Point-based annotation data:

____

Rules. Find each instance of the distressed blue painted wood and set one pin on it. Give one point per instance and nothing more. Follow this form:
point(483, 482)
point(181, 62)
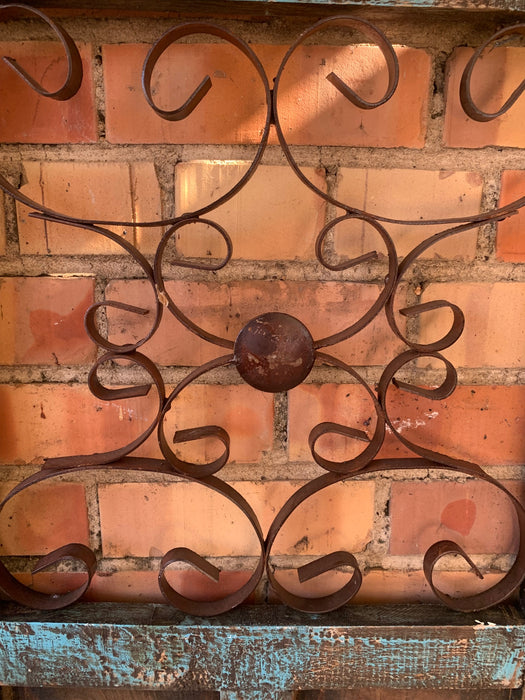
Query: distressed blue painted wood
point(261, 648)
point(268, 7)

____

* _Written task_
Can you write out every line of the entries again, including the labeling instructions, with each coordinate in the answer points multiplied by 2.25 and rounded to a whole number, halves rounding up, while the sample points in the instructions stay unchanged? Leave the pictures out of your answer.

* _Task solution_
Rules. Find each instance of the distressed blue painted wood and set one pin on it. Give one point per instance and nothing more. Follow this form:
point(483, 482)
point(181, 62)
Query: distressed blue painted wood
point(587, 1458)
point(603, 16)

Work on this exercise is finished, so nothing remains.